Text block
◆ ◆ ◆ ◆ ◆

Table 9. Summary of statistical measures for the model evaluation.

R	MSE	RMSE	MAE	SI	OBJ
0.99	0.15	0.39	0.39	0.86	0.39

presents a report of the statistical measures obtained for the ANN model. The evaluation metrics for the predictive model of compressive strength demonstrate its exceptional performance. The R of 0.99123 suggests an almost perfect positive linear relationship between the predicted and actual compressive strengths, indicating that the model’s predictions are closely aligned with the observed data. The MSE of 0.15628 MPa² provides an average of the squared differences between actual and predicted values, though it is less intuitive than the RMSE, which stands at 0.39533 MPa. This RMSE highlights that the average prediction error is about 0.398 MPa, reflecting great accuracy, as the typical prediction is very close to the true value. The MAE of 0.39137 MPa corroborates this finding, as it indicates a similar average prediction error without the influence of squaring differences, suggesting consistent errors without significant outliers. Furthermore, the SI of 0.86%, signifies outstanding precision in the model, as it indicates a minimal spread of predictions around the actual values. Finally, the OBJ value of 0.398 MPa, derived from RMSE, reinforces the model’s strong predictive ability, with lower values signaling enhanced performance. Overall, these metrics collectively affirm the model’s reliability in predicting compressive strength.

4.2.2. Statistical Analysis of Impact Data (By Weibull Distribution)

Researchers [34,42,43] have considered employing statistical methods to interpret the results of the RDWI test in order to address the challenge of significant data dispersion previously mentioned.

Table 10. Statistical methods employed by researchers in RDWI testing of various concrete types.

No.	Concrete Type	Discs	Statistical Technique	Ref.

◆ ◆ ◆ ◆ ◆

Records supplied
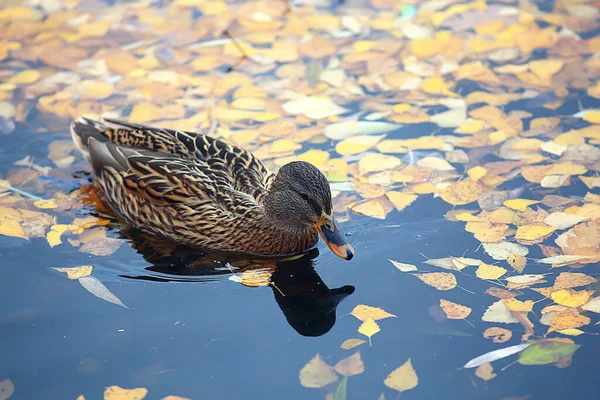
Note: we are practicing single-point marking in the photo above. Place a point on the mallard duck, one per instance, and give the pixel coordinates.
(201, 191)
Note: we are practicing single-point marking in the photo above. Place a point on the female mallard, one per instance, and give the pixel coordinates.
(202, 191)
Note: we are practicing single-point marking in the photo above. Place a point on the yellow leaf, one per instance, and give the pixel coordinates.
(439, 280)
(144, 112)
(95, 90)
(436, 85)
(567, 168)
(567, 319)
(284, 146)
(372, 162)
(486, 271)
(436, 163)
(357, 144)
(401, 200)
(517, 261)
(498, 335)
(24, 77)
(317, 373)
(352, 343)
(519, 204)
(485, 371)
(350, 366)
(53, 237)
(402, 378)
(256, 277)
(592, 117)
(476, 173)
(365, 313)
(545, 69)
(571, 332)
(118, 393)
(462, 192)
(533, 232)
(50, 203)
(371, 208)
(517, 305)
(453, 310)
(369, 328)
(76, 272)
(571, 298)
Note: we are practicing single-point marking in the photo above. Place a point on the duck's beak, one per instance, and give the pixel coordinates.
(334, 237)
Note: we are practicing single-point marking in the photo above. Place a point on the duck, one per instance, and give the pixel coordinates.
(202, 191)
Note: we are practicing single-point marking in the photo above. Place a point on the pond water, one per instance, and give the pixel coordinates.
(188, 329)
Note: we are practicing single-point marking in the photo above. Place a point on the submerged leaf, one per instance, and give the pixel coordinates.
(402, 378)
(97, 288)
(317, 373)
(496, 355)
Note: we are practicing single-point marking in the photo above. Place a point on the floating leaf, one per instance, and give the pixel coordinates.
(118, 393)
(486, 271)
(498, 335)
(369, 328)
(496, 355)
(402, 378)
(352, 343)
(499, 312)
(350, 366)
(76, 272)
(547, 352)
(317, 373)
(403, 267)
(453, 310)
(485, 371)
(571, 298)
(439, 280)
(365, 313)
(97, 288)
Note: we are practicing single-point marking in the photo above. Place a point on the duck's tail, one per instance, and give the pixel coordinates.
(83, 129)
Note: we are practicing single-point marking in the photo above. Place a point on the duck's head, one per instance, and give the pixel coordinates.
(301, 195)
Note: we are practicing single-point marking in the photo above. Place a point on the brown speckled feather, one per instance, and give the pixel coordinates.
(187, 187)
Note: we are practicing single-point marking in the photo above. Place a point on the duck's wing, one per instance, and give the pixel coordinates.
(245, 172)
(181, 199)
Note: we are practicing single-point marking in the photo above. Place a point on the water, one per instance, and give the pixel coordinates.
(191, 331)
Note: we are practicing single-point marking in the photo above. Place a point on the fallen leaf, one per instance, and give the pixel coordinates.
(503, 250)
(499, 312)
(534, 232)
(571, 298)
(118, 393)
(439, 280)
(517, 261)
(402, 378)
(97, 288)
(350, 366)
(498, 335)
(462, 192)
(365, 313)
(76, 272)
(453, 310)
(316, 373)
(403, 267)
(352, 343)
(496, 355)
(486, 271)
(485, 371)
(369, 328)
(567, 319)
(546, 351)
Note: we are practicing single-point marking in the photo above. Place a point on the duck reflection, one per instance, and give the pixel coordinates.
(308, 304)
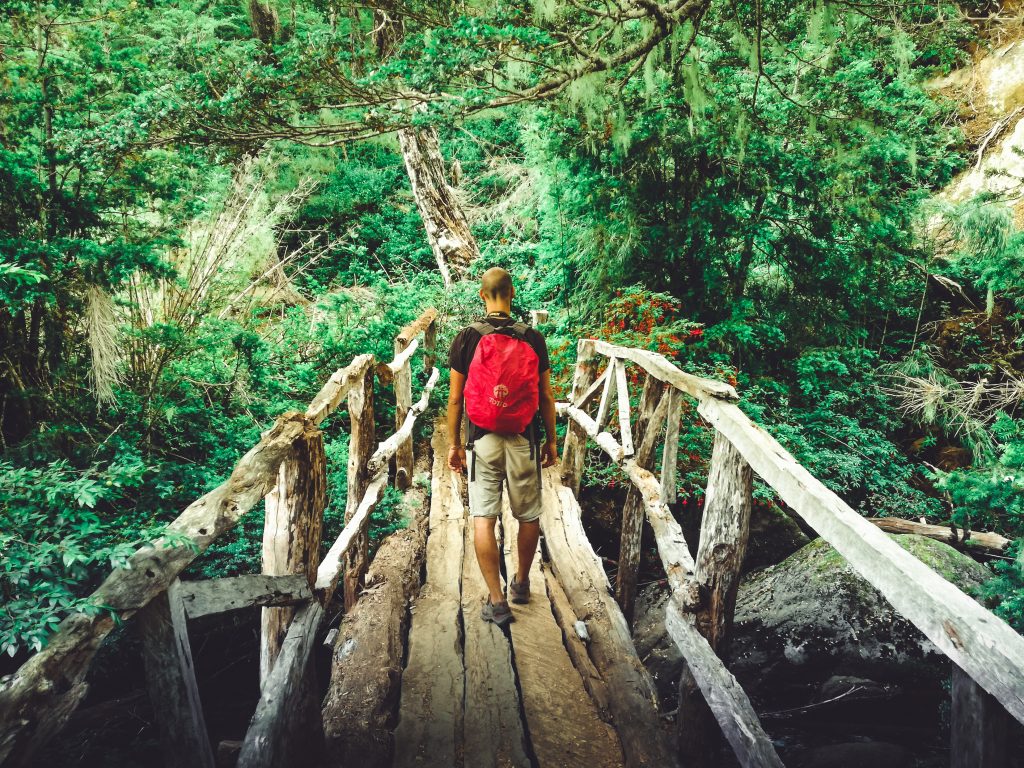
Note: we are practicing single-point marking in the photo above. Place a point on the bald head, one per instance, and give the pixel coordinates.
(496, 285)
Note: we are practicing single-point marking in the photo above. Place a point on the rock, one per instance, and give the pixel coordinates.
(813, 616)
(856, 755)
(809, 619)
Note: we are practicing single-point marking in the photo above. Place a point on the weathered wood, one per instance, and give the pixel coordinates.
(564, 725)
(574, 450)
(420, 325)
(670, 457)
(604, 407)
(724, 531)
(448, 228)
(974, 638)
(170, 678)
(991, 544)
(402, 404)
(331, 566)
(361, 705)
(979, 726)
(653, 406)
(430, 716)
(37, 699)
(337, 387)
(493, 729)
(361, 442)
(659, 368)
(566, 619)
(430, 344)
(724, 695)
(634, 702)
(623, 398)
(280, 732)
(203, 598)
(292, 532)
(389, 448)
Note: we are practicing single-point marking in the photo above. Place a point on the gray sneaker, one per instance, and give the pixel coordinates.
(519, 590)
(500, 613)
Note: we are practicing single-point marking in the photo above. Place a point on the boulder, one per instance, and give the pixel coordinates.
(809, 619)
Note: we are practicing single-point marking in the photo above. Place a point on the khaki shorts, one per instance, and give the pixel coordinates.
(500, 458)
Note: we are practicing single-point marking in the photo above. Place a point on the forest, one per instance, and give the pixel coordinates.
(207, 208)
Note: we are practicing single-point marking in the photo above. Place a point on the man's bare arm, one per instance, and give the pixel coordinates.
(457, 452)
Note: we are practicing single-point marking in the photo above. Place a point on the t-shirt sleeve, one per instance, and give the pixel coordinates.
(457, 354)
(541, 347)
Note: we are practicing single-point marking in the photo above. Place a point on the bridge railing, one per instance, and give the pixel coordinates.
(288, 467)
(987, 654)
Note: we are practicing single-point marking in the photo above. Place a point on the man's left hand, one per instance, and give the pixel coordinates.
(549, 454)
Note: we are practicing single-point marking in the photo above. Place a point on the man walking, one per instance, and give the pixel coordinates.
(500, 369)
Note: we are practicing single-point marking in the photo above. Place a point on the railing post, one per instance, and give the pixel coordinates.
(171, 682)
(402, 401)
(979, 726)
(574, 452)
(360, 446)
(653, 403)
(724, 532)
(292, 531)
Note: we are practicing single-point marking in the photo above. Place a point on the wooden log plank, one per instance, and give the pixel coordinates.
(430, 715)
(337, 388)
(420, 325)
(493, 730)
(574, 449)
(653, 406)
(662, 369)
(402, 404)
(361, 705)
(292, 530)
(565, 727)
(634, 704)
(170, 679)
(724, 695)
(361, 442)
(274, 737)
(331, 567)
(670, 457)
(974, 638)
(566, 619)
(724, 531)
(979, 726)
(604, 407)
(37, 699)
(389, 448)
(991, 544)
(203, 598)
(623, 399)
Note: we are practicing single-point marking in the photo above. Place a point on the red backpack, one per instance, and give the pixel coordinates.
(503, 383)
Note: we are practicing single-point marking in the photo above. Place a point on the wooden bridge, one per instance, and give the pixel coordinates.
(417, 678)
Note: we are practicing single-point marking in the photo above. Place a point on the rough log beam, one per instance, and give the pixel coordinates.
(574, 451)
(36, 700)
(992, 544)
(388, 448)
(171, 682)
(220, 595)
(337, 387)
(662, 369)
(974, 638)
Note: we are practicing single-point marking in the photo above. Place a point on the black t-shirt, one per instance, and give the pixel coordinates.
(464, 345)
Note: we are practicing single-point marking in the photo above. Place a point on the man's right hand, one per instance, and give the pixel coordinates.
(457, 459)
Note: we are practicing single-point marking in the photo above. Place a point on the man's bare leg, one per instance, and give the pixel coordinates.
(486, 556)
(529, 534)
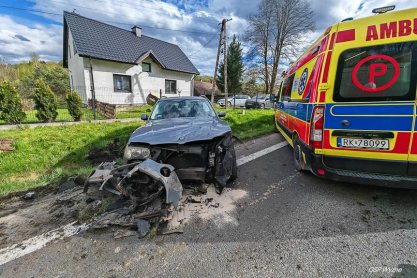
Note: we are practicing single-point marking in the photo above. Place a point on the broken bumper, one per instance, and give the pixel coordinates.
(116, 179)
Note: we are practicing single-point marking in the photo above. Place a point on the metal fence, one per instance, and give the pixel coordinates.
(108, 104)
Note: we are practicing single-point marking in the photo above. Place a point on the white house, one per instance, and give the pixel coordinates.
(122, 67)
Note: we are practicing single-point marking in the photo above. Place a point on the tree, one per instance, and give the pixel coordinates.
(74, 104)
(234, 69)
(45, 102)
(10, 104)
(277, 29)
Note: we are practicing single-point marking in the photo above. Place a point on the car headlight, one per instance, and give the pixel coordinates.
(132, 152)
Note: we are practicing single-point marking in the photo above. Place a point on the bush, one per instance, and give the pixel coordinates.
(10, 104)
(45, 102)
(74, 104)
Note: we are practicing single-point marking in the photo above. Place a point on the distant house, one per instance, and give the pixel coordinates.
(202, 88)
(121, 66)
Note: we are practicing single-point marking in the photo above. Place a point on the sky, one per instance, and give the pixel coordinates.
(35, 26)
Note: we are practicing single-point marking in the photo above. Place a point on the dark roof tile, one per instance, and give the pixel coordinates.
(103, 41)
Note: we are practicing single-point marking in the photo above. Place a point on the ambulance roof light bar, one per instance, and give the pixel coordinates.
(383, 10)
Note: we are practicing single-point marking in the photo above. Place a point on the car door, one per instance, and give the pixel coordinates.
(370, 120)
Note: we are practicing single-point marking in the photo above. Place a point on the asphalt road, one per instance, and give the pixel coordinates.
(290, 224)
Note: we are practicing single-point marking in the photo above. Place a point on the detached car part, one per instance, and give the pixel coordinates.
(140, 181)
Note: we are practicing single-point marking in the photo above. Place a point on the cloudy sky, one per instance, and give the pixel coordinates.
(28, 26)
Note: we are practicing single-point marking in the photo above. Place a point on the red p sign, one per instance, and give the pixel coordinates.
(376, 70)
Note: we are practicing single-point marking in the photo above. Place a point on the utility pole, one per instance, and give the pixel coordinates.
(213, 89)
(226, 98)
(222, 37)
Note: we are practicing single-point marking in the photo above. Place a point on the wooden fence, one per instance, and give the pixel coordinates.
(104, 109)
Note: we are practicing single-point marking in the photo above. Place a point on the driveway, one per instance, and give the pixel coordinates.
(287, 224)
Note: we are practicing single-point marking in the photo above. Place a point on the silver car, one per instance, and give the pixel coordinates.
(238, 100)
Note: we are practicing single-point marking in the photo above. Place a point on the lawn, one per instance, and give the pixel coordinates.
(45, 155)
(132, 111)
(63, 116)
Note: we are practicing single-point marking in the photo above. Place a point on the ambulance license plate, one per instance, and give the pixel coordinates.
(358, 143)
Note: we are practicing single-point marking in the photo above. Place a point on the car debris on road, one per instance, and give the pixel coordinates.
(183, 141)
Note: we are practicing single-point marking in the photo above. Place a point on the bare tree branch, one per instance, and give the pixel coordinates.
(278, 29)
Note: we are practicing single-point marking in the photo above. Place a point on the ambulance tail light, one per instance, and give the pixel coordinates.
(316, 127)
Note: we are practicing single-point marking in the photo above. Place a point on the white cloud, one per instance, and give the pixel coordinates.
(192, 15)
(43, 39)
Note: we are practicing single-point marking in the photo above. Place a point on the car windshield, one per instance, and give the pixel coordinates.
(260, 96)
(184, 108)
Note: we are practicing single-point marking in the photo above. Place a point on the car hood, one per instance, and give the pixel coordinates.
(179, 131)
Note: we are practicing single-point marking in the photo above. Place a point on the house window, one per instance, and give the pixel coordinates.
(146, 67)
(122, 83)
(170, 86)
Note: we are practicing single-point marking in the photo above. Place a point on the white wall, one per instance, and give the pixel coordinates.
(76, 70)
(143, 83)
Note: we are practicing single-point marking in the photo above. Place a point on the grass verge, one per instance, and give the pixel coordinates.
(45, 155)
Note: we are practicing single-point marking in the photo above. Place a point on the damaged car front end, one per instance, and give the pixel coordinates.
(183, 140)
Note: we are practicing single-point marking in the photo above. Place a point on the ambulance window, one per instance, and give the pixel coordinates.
(377, 73)
(287, 88)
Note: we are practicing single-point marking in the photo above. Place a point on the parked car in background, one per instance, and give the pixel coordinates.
(260, 101)
(238, 100)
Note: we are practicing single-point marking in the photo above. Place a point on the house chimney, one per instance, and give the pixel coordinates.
(137, 31)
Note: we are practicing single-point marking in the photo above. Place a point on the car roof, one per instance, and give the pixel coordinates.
(184, 98)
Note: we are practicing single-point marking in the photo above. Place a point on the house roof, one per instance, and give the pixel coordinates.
(204, 88)
(107, 42)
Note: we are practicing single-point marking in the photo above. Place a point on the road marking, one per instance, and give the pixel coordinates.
(246, 159)
(38, 242)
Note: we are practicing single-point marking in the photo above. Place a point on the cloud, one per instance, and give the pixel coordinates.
(196, 22)
(18, 41)
(22, 38)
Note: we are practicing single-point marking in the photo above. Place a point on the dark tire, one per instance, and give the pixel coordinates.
(298, 156)
(233, 177)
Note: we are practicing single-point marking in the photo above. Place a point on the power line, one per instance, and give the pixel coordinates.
(203, 46)
(114, 22)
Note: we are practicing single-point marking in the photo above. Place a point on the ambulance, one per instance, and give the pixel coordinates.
(347, 106)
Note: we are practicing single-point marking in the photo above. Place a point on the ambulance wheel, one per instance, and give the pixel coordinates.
(233, 176)
(298, 156)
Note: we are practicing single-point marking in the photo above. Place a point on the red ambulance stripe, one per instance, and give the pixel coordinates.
(332, 41)
(345, 36)
(301, 127)
(322, 96)
(323, 44)
(326, 67)
(309, 82)
(313, 95)
(414, 145)
(401, 145)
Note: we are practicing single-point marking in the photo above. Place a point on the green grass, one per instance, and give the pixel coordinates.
(133, 111)
(45, 155)
(254, 122)
(63, 116)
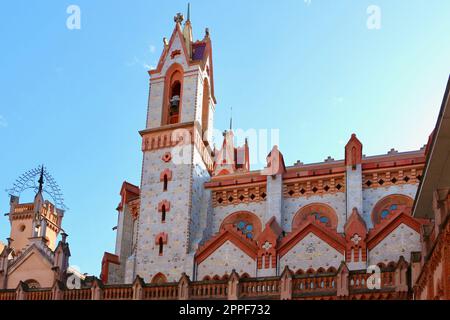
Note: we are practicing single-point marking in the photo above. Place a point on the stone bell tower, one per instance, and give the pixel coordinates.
(177, 160)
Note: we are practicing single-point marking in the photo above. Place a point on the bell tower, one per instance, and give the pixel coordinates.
(177, 158)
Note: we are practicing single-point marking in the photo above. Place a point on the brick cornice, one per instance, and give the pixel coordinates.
(328, 235)
(382, 230)
(228, 233)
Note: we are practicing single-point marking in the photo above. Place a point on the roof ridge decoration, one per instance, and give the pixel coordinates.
(28, 180)
(382, 230)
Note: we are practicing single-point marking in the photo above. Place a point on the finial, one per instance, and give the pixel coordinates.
(41, 179)
(178, 18)
(189, 12)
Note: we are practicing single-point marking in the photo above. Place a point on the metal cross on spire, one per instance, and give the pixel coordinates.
(178, 18)
(41, 179)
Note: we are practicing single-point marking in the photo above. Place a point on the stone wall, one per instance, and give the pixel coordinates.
(311, 252)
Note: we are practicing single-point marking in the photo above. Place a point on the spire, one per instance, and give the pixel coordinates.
(189, 12)
(231, 118)
(187, 32)
(41, 179)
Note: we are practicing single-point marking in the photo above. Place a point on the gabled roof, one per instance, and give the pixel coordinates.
(177, 32)
(227, 233)
(437, 169)
(328, 235)
(201, 52)
(355, 224)
(127, 193)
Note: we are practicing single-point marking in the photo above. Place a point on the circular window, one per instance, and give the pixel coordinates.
(246, 228)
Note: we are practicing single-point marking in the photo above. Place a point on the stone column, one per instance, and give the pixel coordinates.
(233, 286)
(57, 290)
(183, 287)
(96, 290)
(401, 282)
(286, 284)
(342, 280)
(353, 160)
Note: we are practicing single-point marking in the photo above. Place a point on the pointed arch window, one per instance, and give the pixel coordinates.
(165, 181)
(161, 246)
(173, 95)
(205, 107)
(163, 213)
(160, 242)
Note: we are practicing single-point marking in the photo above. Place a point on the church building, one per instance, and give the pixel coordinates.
(212, 214)
(202, 224)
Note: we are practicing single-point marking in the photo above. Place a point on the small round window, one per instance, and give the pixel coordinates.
(246, 228)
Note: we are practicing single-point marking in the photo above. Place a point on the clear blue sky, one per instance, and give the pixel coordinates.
(75, 99)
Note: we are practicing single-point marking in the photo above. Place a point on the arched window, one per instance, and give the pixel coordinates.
(161, 246)
(390, 205)
(246, 222)
(174, 102)
(165, 182)
(245, 227)
(159, 278)
(320, 212)
(33, 284)
(160, 241)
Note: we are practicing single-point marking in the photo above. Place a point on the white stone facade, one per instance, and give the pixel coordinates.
(193, 218)
(226, 258)
(400, 242)
(311, 253)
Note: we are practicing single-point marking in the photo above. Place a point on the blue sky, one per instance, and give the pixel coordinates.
(75, 99)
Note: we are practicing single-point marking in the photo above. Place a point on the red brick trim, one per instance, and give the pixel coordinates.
(380, 232)
(228, 232)
(166, 172)
(163, 236)
(328, 235)
(107, 259)
(164, 203)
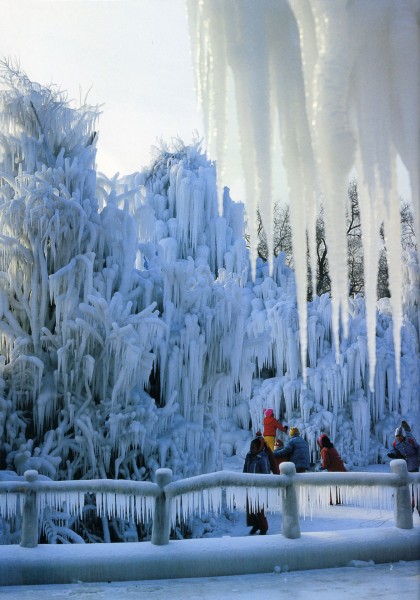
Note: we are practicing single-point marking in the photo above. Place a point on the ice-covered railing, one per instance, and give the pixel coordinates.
(167, 502)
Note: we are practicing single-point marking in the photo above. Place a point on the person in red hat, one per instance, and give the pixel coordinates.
(270, 427)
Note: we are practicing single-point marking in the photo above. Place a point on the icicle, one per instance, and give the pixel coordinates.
(9, 504)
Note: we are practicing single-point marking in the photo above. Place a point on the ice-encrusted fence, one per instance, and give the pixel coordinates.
(166, 501)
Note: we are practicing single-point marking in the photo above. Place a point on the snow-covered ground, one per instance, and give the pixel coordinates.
(359, 579)
(358, 582)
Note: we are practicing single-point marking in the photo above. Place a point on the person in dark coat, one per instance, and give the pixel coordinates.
(257, 461)
(331, 461)
(296, 450)
(406, 447)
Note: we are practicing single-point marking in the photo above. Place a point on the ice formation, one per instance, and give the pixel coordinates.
(342, 82)
(133, 334)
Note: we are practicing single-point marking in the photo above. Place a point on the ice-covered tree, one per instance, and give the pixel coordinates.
(133, 336)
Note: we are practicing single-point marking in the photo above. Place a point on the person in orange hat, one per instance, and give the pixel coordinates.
(270, 427)
(296, 450)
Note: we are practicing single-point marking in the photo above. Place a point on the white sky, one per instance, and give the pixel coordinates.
(133, 56)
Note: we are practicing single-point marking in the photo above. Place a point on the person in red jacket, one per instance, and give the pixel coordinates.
(270, 427)
(330, 461)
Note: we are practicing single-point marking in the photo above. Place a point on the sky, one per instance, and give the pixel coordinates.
(132, 57)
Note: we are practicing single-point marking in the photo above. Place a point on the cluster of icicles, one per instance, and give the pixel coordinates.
(184, 506)
(331, 101)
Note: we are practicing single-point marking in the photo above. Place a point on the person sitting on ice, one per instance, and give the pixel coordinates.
(270, 427)
(296, 450)
(330, 459)
(406, 447)
(277, 445)
(257, 461)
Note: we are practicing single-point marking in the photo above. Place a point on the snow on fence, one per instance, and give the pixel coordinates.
(167, 501)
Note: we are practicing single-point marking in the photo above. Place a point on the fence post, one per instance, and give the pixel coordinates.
(30, 514)
(161, 521)
(290, 527)
(403, 513)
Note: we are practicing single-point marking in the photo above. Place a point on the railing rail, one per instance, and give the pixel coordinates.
(164, 491)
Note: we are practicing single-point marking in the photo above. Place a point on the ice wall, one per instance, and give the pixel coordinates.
(132, 334)
(341, 80)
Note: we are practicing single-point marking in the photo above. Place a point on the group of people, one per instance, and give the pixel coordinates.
(266, 453)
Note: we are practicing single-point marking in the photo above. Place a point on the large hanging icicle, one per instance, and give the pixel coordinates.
(342, 100)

◆ ◆ ◆ ◆ ◆

Task instructions
1. Decide whether each statement agrees with the model evaluation text above, answering yes or no and quoting the words that settle it: (a) the prose gives the R value as 0.99123; (b) the OBJ value is derived from the MAE; (c) Table 10 covers statistical methods used in RDWI testing of concrete.
2. List every column heading of Table 9 in the model evaluation text above.
3. Repeat the model evaluation text above from "4.2.2. Statistical Analysis" up to and including "dispersion previously mentioned.".

Response list
1.
(a) Yes: "The R of 0.99123"
(b) No: "the OBJ value of 0.398 MPa, derived from RMSE"
(c) Yes: "Statistical methods employed by researchers in RDWI testing of various concrete types."

2. R, MSE, RMSE, MAE, SI, OBJ

3.
4.2.2. Statistical Analysis of Impact Data (By Weibull Distribution)

Researchers [34,42,43] have considered employing statistical methods to interpret the results of the RDWI test in order to address the challenge of significant data dispersion previously mentioned.